◆ EXERCISE AIM ◆
Copy out exactly everything from the line containing "Indicate every instance of the decorative" down to the end of the items below.

◆ DATA SHOWN ◆
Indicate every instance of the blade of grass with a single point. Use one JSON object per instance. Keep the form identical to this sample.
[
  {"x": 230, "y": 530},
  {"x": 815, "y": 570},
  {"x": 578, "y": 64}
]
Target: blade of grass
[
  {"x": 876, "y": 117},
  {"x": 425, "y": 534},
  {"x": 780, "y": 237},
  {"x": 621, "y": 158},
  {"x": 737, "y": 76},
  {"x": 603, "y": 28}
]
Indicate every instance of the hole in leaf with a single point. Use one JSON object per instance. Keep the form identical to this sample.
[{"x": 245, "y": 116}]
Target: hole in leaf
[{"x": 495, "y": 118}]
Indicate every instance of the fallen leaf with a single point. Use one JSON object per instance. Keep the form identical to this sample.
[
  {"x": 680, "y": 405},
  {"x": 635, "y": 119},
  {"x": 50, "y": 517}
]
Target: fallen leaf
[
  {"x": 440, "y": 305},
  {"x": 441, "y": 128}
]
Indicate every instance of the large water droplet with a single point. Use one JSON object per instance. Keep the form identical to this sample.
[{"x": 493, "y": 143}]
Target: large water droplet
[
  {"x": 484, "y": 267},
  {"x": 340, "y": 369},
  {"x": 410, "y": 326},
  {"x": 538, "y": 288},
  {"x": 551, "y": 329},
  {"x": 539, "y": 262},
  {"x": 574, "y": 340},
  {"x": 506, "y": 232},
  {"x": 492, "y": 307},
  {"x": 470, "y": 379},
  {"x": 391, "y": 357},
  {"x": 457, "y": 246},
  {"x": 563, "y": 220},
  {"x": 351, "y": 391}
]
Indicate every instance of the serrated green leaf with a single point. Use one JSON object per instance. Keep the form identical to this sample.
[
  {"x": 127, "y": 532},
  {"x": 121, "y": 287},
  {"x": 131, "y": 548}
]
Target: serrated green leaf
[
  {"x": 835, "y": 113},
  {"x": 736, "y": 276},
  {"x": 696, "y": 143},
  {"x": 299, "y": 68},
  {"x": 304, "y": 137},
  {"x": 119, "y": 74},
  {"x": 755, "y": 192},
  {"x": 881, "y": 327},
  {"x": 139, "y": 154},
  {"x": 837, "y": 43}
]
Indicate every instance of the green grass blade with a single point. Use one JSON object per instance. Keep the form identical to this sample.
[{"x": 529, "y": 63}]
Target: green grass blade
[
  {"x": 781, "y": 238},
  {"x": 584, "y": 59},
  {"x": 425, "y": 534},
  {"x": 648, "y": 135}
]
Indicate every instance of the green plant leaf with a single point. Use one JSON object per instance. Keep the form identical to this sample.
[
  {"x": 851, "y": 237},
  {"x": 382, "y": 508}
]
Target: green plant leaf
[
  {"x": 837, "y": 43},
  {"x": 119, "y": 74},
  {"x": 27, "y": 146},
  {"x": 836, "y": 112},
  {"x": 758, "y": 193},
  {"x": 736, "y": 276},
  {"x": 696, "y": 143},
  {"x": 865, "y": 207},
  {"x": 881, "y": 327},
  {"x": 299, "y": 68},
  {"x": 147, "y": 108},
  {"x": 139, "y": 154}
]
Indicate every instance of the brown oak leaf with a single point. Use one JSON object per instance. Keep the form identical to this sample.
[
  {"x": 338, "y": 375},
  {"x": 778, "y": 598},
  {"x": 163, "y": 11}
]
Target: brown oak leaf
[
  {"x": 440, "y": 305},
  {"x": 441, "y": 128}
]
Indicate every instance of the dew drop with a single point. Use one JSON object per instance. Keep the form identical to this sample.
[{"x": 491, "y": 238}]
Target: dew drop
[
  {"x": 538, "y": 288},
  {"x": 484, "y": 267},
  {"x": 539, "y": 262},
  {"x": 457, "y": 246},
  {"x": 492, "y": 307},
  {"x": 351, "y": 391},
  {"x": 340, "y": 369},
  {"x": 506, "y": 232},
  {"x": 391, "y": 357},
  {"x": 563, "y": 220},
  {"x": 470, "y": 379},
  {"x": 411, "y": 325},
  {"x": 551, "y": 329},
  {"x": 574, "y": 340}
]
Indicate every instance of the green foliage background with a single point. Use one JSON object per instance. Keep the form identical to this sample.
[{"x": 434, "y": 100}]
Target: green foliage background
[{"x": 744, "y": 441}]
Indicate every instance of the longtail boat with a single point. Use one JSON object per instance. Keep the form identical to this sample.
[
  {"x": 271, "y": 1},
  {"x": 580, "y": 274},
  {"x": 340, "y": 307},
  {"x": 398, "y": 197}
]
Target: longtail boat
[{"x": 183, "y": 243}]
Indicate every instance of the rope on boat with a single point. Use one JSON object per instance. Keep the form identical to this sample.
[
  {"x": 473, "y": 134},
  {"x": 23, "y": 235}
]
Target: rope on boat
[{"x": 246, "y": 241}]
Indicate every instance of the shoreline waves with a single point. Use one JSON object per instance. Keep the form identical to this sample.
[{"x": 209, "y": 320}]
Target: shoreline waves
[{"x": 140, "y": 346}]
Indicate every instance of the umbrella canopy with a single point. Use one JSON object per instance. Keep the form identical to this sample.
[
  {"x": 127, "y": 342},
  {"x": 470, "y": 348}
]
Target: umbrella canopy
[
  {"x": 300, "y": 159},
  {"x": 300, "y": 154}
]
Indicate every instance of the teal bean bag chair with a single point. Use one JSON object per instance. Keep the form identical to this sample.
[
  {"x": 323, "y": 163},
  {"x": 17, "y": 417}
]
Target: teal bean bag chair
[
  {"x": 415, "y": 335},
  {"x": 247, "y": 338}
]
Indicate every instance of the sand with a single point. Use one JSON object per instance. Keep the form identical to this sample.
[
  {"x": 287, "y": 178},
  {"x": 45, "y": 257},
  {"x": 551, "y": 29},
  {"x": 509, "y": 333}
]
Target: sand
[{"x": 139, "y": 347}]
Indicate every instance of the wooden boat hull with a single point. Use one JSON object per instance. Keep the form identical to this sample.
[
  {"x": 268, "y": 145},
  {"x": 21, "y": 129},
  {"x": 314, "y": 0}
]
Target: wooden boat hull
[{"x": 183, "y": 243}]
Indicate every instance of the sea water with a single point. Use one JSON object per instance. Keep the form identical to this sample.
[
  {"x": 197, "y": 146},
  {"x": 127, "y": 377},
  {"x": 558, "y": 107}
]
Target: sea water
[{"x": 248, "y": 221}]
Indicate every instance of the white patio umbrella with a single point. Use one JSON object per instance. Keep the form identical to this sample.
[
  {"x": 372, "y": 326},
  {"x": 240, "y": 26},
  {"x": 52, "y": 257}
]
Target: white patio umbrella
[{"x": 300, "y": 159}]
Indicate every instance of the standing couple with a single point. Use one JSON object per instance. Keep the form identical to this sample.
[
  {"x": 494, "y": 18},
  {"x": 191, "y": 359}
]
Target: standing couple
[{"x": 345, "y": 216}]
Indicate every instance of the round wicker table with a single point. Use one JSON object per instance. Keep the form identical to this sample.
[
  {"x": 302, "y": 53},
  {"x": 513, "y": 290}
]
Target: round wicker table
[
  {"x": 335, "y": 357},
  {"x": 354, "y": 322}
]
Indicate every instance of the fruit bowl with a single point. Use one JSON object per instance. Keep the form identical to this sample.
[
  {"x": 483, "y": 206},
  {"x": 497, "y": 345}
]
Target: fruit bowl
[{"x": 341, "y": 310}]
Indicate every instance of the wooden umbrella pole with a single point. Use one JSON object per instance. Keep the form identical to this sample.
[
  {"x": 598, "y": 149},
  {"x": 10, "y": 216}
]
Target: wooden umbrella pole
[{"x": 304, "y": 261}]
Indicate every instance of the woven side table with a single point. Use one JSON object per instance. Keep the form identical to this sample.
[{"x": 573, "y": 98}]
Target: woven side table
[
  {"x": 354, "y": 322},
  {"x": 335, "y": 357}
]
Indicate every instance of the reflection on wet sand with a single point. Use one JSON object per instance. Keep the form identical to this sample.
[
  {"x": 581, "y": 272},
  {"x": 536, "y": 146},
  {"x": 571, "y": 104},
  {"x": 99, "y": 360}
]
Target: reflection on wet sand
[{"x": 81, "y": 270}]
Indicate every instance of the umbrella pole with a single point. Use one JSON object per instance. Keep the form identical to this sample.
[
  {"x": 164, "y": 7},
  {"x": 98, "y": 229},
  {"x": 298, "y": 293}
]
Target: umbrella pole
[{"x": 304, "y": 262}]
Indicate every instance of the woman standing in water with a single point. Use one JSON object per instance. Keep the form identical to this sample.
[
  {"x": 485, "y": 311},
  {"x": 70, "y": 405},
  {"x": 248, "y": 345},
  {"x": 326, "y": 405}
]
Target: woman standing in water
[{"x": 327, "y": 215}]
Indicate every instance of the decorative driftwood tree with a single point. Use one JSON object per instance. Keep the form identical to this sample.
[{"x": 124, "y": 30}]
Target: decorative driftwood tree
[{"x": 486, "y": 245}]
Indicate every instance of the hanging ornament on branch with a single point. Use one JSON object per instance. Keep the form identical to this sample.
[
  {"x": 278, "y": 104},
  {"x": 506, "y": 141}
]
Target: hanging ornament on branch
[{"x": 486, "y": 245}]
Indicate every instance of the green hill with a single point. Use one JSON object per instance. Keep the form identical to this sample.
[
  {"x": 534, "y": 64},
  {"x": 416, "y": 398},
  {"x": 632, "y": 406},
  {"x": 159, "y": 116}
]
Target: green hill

◆ WORKED ANSWER ◆
Indicate every instance of the decorative driftwood tree with a single point. Use one JSON object per instance. Keep the form identical to this sample.
[{"x": 124, "y": 30}]
Target: decorative driftwood tree
[{"x": 486, "y": 245}]
Indicate every instance of the hanging ornament on branch with a single point. Use one JSON object per instance. Keep the form identical to this sample.
[
  {"x": 278, "y": 104},
  {"x": 506, "y": 141}
]
Target: hanging ornament on branch
[{"x": 486, "y": 245}]
Indicate every instance of the green hill with a single point. Use one JSON object per instance. Keep the form identical to this sample.
[
  {"x": 534, "y": 64},
  {"x": 416, "y": 398},
  {"x": 632, "y": 406},
  {"x": 159, "y": 116}
]
Target: green hill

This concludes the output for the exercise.